Set task: Report how many lines in the rows below contain the word "subaru", giving only the number.

Extracted data entries:
* * * * * * *

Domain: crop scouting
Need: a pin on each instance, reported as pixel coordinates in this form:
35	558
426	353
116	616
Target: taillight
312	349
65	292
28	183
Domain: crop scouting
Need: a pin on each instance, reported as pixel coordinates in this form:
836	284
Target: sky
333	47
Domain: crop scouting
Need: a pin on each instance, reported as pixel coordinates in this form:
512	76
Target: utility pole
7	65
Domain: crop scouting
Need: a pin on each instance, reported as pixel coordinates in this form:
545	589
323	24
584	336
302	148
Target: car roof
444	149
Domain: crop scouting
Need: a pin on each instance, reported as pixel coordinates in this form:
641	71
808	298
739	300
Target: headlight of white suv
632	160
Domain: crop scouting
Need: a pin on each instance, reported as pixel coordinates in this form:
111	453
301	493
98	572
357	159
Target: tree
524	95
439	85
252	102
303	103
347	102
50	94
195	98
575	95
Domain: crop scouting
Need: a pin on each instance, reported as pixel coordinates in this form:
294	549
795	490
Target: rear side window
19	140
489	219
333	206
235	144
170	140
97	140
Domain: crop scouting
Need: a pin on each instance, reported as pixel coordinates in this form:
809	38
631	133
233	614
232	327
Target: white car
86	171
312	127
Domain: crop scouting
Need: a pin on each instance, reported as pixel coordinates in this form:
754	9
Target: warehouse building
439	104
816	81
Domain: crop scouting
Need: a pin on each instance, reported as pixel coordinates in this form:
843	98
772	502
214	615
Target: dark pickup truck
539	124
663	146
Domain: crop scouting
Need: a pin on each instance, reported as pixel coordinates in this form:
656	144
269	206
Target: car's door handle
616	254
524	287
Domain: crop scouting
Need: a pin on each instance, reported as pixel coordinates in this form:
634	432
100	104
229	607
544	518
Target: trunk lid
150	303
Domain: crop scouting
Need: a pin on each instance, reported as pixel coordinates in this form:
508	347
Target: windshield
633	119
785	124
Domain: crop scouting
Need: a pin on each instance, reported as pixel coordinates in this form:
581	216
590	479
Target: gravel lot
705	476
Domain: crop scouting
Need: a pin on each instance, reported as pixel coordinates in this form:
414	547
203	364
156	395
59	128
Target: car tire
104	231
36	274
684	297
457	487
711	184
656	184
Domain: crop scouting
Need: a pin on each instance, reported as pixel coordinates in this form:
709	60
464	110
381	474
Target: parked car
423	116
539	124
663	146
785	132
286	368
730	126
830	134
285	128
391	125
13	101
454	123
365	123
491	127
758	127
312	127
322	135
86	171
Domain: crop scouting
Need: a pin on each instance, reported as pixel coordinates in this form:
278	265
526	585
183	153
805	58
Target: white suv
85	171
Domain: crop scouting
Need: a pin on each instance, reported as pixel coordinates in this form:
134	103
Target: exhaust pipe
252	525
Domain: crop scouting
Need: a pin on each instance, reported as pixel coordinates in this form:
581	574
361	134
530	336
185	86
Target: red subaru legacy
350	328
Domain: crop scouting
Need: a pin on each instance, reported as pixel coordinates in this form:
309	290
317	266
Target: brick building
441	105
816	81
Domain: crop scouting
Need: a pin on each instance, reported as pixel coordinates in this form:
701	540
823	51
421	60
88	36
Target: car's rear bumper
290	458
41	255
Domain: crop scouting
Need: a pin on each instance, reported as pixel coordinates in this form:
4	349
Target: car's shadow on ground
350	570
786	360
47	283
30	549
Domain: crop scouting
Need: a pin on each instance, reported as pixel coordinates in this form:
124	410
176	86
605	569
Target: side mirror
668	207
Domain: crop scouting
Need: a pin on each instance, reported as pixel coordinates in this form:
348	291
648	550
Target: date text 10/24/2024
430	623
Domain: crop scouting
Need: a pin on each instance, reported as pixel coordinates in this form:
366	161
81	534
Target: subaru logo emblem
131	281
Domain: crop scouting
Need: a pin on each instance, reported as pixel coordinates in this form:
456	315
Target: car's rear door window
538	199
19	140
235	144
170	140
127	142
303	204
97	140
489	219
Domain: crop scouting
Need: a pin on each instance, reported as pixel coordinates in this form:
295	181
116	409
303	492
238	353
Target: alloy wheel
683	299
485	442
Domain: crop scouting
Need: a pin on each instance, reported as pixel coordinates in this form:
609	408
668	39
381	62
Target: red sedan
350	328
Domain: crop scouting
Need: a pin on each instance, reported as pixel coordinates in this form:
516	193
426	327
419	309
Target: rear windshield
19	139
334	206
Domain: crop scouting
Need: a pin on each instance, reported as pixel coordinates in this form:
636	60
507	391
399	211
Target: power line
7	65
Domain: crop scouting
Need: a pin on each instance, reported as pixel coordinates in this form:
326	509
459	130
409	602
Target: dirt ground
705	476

* * * * * * *

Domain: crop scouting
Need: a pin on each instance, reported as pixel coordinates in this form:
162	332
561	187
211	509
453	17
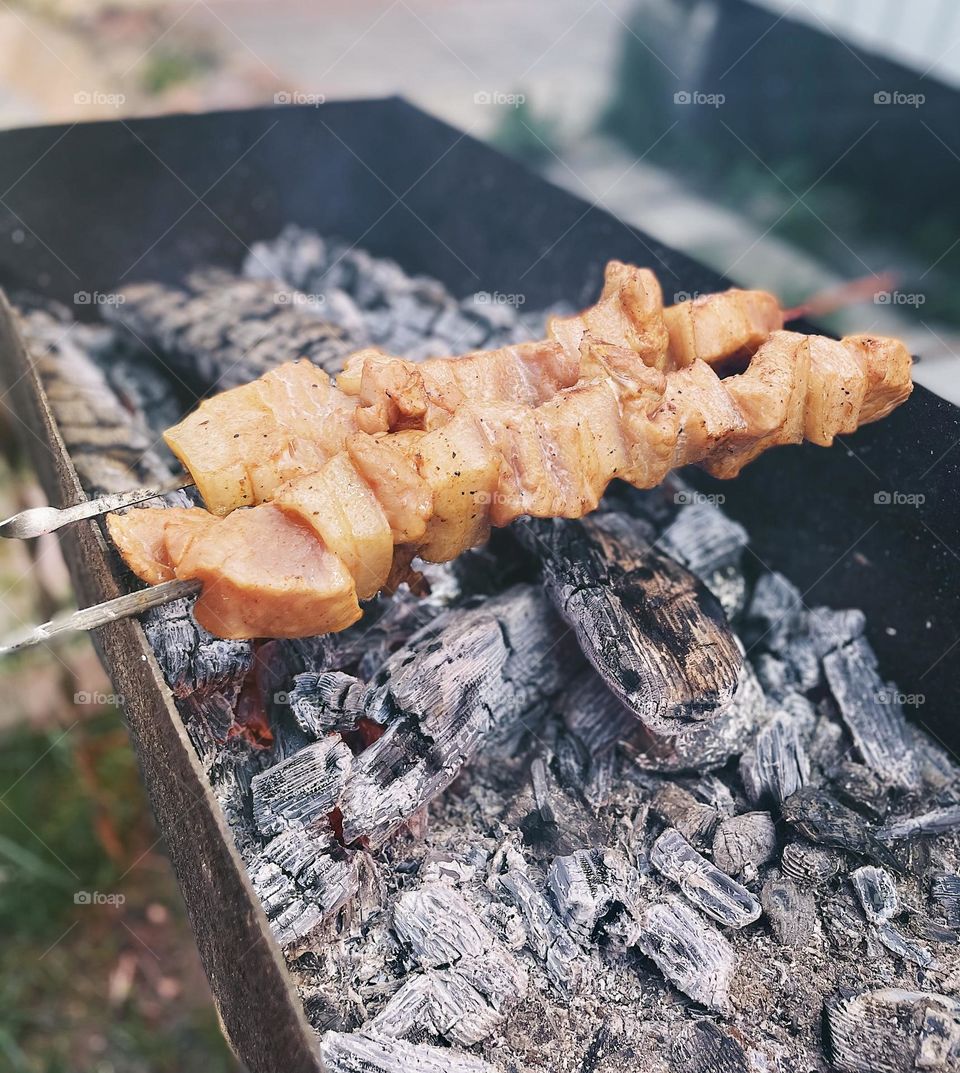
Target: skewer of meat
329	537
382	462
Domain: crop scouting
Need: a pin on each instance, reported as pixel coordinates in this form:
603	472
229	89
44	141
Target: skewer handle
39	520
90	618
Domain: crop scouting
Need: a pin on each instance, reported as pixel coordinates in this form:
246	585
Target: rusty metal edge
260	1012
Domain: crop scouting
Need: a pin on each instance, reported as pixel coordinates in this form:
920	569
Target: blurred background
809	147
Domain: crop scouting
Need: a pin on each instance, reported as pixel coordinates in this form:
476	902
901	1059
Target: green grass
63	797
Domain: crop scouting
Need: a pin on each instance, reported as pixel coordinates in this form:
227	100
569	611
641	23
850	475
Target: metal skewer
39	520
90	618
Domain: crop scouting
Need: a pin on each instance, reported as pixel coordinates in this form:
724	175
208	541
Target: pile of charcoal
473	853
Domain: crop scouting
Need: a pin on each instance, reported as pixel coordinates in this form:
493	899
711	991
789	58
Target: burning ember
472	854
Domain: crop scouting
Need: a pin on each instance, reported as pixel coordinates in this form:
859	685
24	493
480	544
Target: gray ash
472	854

* * * * * * *

Written solution: 2